--- Selected passage ---

Turn this dial to the "OFF" position and the front cab area is closed off to the outside. Just be sure you turn it off 10 seconds before you turn off the engine to give it time to move the internal louvers with the vaccuum system.

ScottMack
Explorer
Explorer
Most of this copied from one of my previous posts:

Our Winnie has all of the cold weather options that were factory available in 2010. That said, here's the problem:

We have water lines that run through the galley cabinet, the bathroom cabinet, under the floor across the hallway to under the shower pan, to under the bedroom vanity and under the closet - (just under the closet drawers) to the water heater.

Every single one of these locations - even though they are inside the motorhome, get well below freezing - I know this because we got caught for five days in a surprise snow storm and the temps did not make it out of the low 20's. - we rushed to winterize and lived out of water jugs - I put thermometers in those locations out of curiosity. These areas are closed off to any air circulation - even with the cabinet doors opened, the temps in several of those compartments remained well below 32 degrees for days. The park rangers came around and turned on all of the water faucets (full hookup Texas state park) and most of those still froze solid - (we have some cool pics!). (This was in an area of Texas that sees freezing temps for that long of a stretch once every 100 years or so!!)

--- Extracted information ---

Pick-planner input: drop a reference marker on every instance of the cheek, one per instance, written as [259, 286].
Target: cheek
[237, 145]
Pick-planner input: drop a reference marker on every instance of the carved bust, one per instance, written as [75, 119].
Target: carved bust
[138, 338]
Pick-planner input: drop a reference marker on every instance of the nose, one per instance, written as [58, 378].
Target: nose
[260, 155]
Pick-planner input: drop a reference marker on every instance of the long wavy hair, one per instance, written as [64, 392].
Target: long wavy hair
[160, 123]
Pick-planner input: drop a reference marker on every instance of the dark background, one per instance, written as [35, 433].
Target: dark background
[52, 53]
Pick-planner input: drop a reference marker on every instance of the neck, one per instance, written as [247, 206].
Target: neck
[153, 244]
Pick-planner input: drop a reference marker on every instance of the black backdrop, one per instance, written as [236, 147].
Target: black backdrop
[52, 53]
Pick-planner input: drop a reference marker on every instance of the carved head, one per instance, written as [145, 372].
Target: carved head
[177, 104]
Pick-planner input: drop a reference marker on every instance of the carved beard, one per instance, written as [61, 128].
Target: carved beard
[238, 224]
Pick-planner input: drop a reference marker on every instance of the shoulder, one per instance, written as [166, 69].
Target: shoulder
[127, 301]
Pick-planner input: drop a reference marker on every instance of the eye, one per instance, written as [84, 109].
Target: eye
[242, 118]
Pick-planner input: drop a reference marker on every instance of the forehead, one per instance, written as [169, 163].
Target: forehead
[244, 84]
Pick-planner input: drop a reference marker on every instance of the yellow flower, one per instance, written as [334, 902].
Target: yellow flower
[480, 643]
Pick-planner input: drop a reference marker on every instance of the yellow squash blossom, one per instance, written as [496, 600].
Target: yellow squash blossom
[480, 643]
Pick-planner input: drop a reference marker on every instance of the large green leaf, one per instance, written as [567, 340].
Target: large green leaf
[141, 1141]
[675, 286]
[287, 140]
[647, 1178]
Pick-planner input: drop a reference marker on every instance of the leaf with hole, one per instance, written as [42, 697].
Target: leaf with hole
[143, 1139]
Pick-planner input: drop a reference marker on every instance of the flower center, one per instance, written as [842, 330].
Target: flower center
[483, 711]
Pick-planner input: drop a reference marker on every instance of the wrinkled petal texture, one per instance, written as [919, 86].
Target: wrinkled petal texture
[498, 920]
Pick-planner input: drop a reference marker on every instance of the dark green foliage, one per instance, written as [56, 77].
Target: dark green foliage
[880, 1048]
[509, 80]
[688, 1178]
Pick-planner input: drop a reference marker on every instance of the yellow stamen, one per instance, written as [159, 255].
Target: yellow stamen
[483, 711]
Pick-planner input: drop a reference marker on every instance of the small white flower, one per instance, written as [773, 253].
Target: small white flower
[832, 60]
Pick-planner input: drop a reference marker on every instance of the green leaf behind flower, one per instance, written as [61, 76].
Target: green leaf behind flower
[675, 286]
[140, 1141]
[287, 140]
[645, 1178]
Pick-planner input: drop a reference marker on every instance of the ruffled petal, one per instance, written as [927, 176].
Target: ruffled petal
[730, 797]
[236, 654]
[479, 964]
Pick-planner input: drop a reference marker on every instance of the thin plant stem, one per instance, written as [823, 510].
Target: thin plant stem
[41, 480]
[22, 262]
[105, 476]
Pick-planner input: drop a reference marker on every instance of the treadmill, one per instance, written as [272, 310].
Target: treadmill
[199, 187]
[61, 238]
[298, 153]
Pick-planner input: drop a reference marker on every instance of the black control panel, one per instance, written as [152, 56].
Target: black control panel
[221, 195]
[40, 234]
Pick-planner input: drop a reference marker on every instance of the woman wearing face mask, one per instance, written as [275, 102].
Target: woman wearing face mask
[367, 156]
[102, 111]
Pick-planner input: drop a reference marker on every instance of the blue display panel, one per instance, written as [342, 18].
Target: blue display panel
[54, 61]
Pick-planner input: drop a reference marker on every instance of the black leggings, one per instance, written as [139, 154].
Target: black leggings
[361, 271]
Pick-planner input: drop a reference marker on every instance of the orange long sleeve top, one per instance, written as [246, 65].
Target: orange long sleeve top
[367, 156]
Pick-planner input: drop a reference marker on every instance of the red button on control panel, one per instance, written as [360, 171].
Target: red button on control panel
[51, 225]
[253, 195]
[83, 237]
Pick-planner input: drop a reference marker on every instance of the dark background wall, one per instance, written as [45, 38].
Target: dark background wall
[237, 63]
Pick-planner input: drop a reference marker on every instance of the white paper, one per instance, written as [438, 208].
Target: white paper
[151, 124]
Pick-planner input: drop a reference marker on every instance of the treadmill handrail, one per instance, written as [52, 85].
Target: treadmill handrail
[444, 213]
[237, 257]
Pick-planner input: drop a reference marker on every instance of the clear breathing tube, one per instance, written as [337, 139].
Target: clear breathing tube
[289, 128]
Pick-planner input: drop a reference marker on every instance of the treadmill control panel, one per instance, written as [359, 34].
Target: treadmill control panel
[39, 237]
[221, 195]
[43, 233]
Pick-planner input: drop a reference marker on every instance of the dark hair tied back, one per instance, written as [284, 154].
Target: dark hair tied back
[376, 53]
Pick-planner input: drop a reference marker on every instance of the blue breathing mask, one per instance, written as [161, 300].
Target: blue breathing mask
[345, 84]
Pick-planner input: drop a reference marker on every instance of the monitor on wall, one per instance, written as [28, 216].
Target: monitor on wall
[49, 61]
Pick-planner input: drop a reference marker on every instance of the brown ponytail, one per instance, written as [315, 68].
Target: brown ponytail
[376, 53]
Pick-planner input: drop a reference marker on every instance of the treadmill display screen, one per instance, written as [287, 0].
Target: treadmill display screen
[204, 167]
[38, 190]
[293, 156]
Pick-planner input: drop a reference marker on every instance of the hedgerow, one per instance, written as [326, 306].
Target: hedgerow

---

Answer these from the motorhome post:
(a) How many seconds before turning off the engine should the dial be turned to the "OFF" position?
(b) From what year are the factory cold weather options on the Winnie?
(c) For how many days were the owners caught in the surprise snow storm?
The data has no role in this task.

**Complete answer**
(a) 10 seconds
(b) 2010
(c) Five days